Beirut was the hub of intellectual life in Lebanon. By the end of the nineteenth century, it could boast two major academies of learning—the American Protestant and French Jesuit Universities—and other schools where distinguished men of the Arab Renaissance taught, such as the Yazijis and the Bustanis. It was a city in which the East met the West, in which Islam met Christianity. One of the most significant literary cultural events of this period was the translation of the Christian Bible into Arabic. A feat sponsored by the Protestant American missionaries, it entailed the work of three distinguished men of letters: Butrus al-Bustani, Nasif al-Yaziji, and Yusuf al-Asir. Then came another translation sponsored by the French Jesuits and perfected by other distinguished scholars, such as Ibrahim al-Yaziji.
The school Gibran attended—Madrasat al-Hikmah—had a profound influence on his work. A Maronite secondary school, it was founded in 1875 by Yusuf al-Dibs (1833–1907), a bishop and an author of some important historical works such as the eight-volume Tarikh Suriya (The History of Syria). The school was celebrated for its excellence in the teaching of the Arabic language by such distinguished instructors as Sa’id al-Shartuni and Sulayman al-Bustani, who translated the Iliad into Arabic verse.
Gibran himself had as a teacher at the school an inspiring tutor, a priest, Father Yusuf al-Haddad, who recommended to his precocious student a series of influential Arabic books. First, there was Kitab al-aghani of al-Isfahani, a text on Arabic poetry, music, and song that would have acquainted Gibran with Arabic love poetry and with many accounts of Arab lover-poets, such as the legendary Majnun of Layla and Majnun. Next the instructor recommended the Bible, whose impact is evident in the many biblical references that abound in Gibran’s work (such as a reference to the “immortal songs of Solomon” in Broken Wings [p. 175]). Father Haddad also advised Gibran to read the works of Adib Ishaq, a fiery reformer and patriot, whose vigorous style and bold ejaculations no doubt appealed to the rebel in Gibran. Perhaps even more influential was the philosophy of universal love touted by Fransis Marrash of Aleppo; to express his philosophy, he coined innovative Arabic phrases, which became precursors of many others that Gibran himself would coin.
Bsharri at the turn of the twentieth century
The setting in Broken Wings is a fictional environment for a personal drama that really unfolded in Gibran’s own village of Bsharri. Bsharri sits in Mount Lebanon, which was politically in the mutasarrijiyah, that is, the part of present-day Lebanon that, after tragic denominational strife in 1860, witnessed the intervention of the Western powers, especially France, to determine its future. In 1861, the mountain, al-Jabal, became autonomous and no longer had a Turkish garrison. Its governors were Catholics, and each was called a mutasarrij, giving rise to the name mutasarrifiyah for the region as a whole. The independent province would flourish until the outbreak of the First World War, at which point it was abolished by the Turks. But before then, in this relatively autonomous Christian atmosphere, Gibran was born and bred.

**STATED PROBLEM**
In the passage on Gibran's background, who founded the school Madrasat al-Hikmah? This material has no connection to the passage on Gibran's background.

[Stored items]

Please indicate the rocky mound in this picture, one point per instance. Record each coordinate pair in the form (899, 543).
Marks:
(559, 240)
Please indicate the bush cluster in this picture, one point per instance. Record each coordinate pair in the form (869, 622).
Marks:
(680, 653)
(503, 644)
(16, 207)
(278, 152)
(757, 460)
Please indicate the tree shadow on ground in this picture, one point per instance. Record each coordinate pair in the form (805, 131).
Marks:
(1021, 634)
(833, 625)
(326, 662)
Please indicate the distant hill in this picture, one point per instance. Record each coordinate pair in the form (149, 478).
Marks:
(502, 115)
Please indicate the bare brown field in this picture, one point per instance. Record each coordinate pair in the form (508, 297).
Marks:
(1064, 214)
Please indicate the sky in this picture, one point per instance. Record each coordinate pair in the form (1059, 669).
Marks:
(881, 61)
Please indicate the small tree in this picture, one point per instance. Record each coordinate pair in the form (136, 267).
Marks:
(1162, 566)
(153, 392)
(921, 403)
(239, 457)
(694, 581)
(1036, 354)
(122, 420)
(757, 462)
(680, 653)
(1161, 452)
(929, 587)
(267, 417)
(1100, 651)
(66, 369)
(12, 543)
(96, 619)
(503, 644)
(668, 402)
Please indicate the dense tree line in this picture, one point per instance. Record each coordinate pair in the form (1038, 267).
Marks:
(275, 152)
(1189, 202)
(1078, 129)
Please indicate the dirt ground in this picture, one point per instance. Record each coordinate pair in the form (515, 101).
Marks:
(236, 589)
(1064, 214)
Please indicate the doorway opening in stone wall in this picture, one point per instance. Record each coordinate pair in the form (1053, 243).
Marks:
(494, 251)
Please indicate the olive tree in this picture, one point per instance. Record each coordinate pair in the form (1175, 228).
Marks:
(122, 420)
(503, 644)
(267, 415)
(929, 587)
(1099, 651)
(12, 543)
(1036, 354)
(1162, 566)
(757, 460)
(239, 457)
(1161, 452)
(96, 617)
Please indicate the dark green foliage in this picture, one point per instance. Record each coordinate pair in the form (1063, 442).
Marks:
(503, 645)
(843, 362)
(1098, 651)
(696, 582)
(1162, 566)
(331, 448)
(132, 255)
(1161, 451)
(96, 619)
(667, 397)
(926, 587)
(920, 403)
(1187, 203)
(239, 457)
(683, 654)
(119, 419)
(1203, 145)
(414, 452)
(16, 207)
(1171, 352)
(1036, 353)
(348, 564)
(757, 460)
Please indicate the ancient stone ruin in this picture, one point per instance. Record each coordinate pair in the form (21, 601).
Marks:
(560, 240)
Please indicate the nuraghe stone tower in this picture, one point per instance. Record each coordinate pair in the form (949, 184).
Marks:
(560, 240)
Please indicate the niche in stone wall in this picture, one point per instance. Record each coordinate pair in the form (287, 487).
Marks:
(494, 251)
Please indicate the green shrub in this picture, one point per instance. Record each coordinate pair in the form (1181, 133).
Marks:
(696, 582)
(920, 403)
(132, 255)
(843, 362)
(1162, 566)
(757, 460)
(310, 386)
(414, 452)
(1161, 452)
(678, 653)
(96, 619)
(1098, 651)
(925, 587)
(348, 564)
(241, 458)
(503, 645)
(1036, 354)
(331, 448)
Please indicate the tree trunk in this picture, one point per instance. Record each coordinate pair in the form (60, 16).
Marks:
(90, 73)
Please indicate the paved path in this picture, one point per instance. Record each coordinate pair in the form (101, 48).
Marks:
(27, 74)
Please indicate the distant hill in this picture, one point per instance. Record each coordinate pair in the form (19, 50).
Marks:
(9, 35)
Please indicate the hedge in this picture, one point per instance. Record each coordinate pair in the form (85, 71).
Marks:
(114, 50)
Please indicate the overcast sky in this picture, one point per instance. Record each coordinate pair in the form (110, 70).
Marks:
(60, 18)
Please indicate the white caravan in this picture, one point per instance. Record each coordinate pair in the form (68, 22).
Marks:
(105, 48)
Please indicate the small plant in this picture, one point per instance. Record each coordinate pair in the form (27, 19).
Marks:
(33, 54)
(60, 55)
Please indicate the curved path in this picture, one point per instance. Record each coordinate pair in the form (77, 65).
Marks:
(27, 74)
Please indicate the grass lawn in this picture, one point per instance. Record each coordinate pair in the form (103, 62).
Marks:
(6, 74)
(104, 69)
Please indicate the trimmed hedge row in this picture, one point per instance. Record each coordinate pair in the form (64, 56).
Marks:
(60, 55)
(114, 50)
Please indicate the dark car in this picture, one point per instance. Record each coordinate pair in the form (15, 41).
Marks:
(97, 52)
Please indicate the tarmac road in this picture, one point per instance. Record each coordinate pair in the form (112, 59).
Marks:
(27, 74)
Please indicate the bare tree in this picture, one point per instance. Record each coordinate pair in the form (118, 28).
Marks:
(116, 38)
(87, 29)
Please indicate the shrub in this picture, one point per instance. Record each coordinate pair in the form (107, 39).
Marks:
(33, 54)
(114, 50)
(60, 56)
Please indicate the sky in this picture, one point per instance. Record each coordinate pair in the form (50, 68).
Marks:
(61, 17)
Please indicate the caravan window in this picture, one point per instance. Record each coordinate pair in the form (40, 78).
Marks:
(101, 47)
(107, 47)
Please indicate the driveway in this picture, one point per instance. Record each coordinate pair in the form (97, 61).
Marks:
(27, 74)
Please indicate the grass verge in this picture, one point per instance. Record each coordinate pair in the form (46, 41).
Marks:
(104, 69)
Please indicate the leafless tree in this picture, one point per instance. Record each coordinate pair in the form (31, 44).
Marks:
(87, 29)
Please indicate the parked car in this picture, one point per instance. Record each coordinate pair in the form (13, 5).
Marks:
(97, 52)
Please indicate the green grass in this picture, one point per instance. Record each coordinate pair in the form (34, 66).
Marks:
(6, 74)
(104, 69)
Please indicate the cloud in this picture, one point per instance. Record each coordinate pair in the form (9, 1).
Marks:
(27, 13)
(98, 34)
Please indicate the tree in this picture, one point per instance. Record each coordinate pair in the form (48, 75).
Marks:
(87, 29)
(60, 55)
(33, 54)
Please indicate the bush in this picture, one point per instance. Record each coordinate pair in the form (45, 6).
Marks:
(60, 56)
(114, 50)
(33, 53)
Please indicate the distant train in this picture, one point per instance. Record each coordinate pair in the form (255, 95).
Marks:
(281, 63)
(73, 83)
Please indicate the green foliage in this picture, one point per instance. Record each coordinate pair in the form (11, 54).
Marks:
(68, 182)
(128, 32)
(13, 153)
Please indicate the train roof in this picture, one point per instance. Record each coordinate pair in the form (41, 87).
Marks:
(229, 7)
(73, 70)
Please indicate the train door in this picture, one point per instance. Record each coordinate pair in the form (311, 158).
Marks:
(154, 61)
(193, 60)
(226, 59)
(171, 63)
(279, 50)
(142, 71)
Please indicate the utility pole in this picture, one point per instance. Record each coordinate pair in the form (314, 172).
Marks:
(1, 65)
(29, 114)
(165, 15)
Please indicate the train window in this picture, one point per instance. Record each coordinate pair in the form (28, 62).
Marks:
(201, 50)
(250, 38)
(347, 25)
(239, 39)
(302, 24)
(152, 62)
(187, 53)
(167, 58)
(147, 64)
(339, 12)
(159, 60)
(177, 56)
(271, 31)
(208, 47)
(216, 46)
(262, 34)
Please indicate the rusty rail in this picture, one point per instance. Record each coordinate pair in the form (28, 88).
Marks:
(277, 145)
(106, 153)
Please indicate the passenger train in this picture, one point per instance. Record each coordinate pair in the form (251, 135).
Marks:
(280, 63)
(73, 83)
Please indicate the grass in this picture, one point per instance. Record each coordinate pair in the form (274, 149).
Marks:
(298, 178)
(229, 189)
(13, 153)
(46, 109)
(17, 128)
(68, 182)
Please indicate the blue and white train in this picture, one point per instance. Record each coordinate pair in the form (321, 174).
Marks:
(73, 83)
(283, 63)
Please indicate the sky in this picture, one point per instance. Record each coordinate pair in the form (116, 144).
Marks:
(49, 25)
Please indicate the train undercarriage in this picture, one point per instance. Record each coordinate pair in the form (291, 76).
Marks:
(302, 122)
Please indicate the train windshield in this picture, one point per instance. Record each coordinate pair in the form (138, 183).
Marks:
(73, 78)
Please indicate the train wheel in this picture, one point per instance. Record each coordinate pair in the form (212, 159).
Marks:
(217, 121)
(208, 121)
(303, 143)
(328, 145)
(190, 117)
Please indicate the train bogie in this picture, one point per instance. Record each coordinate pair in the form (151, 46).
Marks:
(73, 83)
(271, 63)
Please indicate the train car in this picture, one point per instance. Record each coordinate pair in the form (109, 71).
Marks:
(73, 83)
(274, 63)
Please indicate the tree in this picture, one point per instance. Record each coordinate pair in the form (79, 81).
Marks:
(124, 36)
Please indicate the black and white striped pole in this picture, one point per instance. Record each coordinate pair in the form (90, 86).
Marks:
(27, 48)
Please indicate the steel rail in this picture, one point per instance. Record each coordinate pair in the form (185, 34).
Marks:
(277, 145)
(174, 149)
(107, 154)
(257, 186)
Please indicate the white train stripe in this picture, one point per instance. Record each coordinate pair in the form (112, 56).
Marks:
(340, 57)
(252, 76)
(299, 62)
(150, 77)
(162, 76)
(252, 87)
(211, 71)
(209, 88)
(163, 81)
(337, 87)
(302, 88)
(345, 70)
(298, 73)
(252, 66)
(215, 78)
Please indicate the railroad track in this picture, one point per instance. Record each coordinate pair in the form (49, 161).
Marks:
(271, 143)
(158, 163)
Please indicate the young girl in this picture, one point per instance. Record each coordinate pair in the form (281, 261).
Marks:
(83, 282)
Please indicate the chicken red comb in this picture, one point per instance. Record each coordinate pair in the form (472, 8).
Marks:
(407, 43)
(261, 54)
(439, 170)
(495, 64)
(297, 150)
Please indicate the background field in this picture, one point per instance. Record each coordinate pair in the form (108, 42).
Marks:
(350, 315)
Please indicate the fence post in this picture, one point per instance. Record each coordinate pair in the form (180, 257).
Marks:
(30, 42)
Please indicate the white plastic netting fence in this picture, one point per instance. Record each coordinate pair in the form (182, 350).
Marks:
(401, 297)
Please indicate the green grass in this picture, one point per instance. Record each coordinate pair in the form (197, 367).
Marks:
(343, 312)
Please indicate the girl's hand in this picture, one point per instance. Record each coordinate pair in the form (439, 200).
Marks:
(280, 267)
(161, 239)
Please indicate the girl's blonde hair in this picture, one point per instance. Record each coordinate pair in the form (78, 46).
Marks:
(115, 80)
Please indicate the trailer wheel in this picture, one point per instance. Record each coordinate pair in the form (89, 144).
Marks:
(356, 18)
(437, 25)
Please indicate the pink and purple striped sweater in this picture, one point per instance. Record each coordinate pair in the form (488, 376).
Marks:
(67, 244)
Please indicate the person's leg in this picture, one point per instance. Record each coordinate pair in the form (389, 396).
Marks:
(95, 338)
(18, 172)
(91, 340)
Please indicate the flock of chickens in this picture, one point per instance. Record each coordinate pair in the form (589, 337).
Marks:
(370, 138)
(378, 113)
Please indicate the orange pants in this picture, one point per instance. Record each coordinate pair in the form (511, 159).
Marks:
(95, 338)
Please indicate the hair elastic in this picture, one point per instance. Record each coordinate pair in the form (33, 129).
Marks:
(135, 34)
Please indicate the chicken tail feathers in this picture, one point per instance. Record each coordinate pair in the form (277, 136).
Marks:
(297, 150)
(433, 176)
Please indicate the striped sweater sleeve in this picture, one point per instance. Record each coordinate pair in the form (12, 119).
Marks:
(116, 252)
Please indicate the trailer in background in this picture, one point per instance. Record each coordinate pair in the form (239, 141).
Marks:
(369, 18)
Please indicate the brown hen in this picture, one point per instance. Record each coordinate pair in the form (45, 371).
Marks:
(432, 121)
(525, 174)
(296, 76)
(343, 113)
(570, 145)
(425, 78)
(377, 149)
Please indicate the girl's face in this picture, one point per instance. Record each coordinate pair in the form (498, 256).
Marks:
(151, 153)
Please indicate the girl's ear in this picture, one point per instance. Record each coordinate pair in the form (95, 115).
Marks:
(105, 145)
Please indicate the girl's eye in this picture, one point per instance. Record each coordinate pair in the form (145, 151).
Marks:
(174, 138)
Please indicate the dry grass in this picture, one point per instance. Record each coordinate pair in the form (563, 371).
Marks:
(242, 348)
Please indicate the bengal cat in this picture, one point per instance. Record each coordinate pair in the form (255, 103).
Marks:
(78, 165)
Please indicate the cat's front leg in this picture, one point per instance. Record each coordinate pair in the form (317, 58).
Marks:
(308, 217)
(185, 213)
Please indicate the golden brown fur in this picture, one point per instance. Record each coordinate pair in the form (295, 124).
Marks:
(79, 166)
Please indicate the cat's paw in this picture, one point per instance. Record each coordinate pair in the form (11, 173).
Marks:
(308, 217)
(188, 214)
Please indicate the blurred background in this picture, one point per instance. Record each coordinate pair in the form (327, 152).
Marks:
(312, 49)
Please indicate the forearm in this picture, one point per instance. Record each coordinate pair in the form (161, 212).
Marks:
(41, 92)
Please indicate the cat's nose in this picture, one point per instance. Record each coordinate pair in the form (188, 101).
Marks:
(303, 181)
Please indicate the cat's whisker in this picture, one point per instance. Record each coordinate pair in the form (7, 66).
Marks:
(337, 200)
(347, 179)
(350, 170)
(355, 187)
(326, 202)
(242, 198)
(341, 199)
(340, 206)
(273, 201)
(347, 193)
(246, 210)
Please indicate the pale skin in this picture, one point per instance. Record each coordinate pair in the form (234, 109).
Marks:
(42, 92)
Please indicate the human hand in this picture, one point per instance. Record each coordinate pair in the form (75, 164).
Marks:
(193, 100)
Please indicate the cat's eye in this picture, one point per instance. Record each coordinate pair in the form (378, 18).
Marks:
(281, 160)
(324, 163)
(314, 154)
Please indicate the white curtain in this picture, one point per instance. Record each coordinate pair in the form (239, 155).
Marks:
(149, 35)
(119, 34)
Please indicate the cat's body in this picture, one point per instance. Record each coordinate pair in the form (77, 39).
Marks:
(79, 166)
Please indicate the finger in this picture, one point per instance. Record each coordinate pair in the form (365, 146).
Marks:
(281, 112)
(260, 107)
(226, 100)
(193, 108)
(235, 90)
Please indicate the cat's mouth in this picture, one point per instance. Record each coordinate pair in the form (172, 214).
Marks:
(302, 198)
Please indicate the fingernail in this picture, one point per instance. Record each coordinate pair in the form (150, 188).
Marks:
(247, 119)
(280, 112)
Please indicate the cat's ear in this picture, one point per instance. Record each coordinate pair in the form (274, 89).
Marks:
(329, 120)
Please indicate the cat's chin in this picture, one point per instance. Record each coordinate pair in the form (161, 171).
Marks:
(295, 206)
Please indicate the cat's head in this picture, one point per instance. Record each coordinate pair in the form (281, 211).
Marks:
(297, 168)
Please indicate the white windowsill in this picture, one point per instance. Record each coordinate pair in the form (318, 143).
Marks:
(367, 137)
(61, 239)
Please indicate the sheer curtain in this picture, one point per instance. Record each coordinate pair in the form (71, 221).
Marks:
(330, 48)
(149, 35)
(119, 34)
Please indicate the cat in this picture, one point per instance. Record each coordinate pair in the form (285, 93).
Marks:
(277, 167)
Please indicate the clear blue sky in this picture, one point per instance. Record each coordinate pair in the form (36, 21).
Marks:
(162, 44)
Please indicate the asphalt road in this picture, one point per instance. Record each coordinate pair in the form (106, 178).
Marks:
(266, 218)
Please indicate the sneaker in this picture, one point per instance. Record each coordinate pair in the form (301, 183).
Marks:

**ANSWER TO THIS PROBLEM**
Yusuf al-Dibs